TASK TO COMPLETE:
Rewrite the data below as a numbered list, starting at the line that contains "Task: for the roadway count, mark the elk standing in" and running down through the last line of the data, both ends included. Skip any blank lines.
— begin —
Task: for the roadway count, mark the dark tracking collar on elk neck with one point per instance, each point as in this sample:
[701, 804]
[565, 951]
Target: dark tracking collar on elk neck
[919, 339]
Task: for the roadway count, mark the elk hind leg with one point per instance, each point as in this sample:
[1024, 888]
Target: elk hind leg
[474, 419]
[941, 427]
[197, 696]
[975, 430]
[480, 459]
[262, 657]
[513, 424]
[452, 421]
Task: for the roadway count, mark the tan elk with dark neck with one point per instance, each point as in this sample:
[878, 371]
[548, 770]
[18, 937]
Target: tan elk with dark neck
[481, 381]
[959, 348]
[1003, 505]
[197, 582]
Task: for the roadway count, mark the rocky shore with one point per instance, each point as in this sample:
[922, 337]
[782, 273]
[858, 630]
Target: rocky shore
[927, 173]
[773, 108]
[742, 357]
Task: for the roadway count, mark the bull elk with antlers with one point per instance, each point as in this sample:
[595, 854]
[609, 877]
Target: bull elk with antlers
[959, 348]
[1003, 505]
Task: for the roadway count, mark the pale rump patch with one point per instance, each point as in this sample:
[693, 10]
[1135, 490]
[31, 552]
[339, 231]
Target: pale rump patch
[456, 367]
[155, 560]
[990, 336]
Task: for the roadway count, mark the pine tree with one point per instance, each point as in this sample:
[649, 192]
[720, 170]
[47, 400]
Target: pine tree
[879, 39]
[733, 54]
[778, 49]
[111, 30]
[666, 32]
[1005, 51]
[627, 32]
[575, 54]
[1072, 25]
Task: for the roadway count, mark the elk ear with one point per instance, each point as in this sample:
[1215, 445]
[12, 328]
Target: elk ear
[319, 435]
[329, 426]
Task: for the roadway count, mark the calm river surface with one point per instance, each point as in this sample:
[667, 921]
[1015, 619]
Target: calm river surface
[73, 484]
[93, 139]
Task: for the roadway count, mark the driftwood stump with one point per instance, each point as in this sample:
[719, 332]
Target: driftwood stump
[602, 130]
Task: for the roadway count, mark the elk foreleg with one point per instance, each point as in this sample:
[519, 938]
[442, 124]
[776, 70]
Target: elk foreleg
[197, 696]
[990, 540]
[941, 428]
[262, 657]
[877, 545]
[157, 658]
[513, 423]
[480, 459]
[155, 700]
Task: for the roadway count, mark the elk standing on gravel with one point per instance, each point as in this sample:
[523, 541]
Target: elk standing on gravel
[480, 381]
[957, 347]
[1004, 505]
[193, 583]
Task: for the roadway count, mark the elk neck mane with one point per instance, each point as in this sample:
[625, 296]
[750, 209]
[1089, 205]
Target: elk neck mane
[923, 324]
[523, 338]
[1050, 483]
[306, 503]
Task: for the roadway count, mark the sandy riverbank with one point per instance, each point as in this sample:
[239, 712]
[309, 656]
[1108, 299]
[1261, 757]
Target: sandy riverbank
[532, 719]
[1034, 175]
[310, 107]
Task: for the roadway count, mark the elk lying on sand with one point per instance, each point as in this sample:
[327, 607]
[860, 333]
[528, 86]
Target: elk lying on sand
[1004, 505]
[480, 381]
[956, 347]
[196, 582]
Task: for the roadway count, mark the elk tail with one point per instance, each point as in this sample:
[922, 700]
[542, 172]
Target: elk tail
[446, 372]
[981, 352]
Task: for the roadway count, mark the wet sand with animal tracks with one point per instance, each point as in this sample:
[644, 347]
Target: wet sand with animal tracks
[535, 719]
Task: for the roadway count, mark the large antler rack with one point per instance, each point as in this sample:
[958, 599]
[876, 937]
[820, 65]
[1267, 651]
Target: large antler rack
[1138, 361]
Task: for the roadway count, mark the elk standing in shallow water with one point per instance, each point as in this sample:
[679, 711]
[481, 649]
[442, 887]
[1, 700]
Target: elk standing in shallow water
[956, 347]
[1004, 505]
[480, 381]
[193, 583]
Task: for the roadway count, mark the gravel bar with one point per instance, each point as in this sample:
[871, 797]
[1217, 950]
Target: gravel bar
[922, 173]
— end —
SOLVED PROBLEM:
1. Task: for the roadway count, mark the elk standing in shallow water with one point per instance, each point as in this sample:
2. [679, 711]
3. [481, 649]
4. [442, 887]
5. [1, 700]
6. Target: elk standing in shallow water
7. [956, 347]
8. [1004, 505]
9. [480, 381]
10. [193, 583]
11. Task: for the roadway count, mark the gravel bar with one point per instance, each point as in this sample:
12. [871, 797]
13. [1217, 950]
14. Target: gravel bar
15. [922, 173]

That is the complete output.